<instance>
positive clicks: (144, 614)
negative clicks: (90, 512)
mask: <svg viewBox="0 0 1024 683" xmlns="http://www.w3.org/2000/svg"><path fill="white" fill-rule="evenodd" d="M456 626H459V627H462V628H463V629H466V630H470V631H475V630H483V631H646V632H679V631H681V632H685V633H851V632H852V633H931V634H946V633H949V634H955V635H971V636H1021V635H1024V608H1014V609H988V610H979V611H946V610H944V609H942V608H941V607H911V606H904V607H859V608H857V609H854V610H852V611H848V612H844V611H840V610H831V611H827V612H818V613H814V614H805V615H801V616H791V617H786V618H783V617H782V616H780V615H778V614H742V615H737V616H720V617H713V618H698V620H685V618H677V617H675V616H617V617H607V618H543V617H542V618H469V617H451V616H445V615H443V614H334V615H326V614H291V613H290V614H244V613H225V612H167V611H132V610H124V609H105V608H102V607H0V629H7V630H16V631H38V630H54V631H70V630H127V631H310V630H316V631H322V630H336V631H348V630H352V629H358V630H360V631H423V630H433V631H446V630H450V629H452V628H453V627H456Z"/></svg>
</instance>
------------------------------------------------
# [How to complete this task]
From the line containing "positive clicks: (144, 614)" down to the final line of the records above, copy everything exactly and include nothing else.

# [Task output]
positive clicks: (144, 614)
negative clicks: (90, 512)
mask: <svg viewBox="0 0 1024 683" xmlns="http://www.w3.org/2000/svg"><path fill="white" fill-rule="evenodd" d="M456 626H459V627H462V628H463V629H466V630H470V631H475V630H483V631H646V632H679V631H681V632H685V633H851V632H852V633H931V634H946V633H949V634H955V635H971V636H1021V635H1024V608H1014V609H988V610H979V611H946V610H944V609H942V608H941V607H911V606H904V607H859V608H857V609H854V610H852V611H848V612H844V611H840V610H831V611H827V612H818V613H814V614H805V615H801V616H791V617H786V618H783V617H782V616H780V615H778V614H742V615H737V616H720V617H713V618H698V620H685V618H677V617H675V616H617V617H607V618H543V617H542V618H469V617H451V616H445V615H443V614H334V615H326V614H291V613H290V614H244V613H225V612H167V611H132V610H124V609H105V608H102V607H0V629H7V630H16V631H38V630H54V631H70V630H127V631H310V630H316V631H322V630H336V631H348V630H352V629H358V630H360V631H423V630H433V631H446V630H450V629H452V628H453V627H456Z"/></svg>
</instance>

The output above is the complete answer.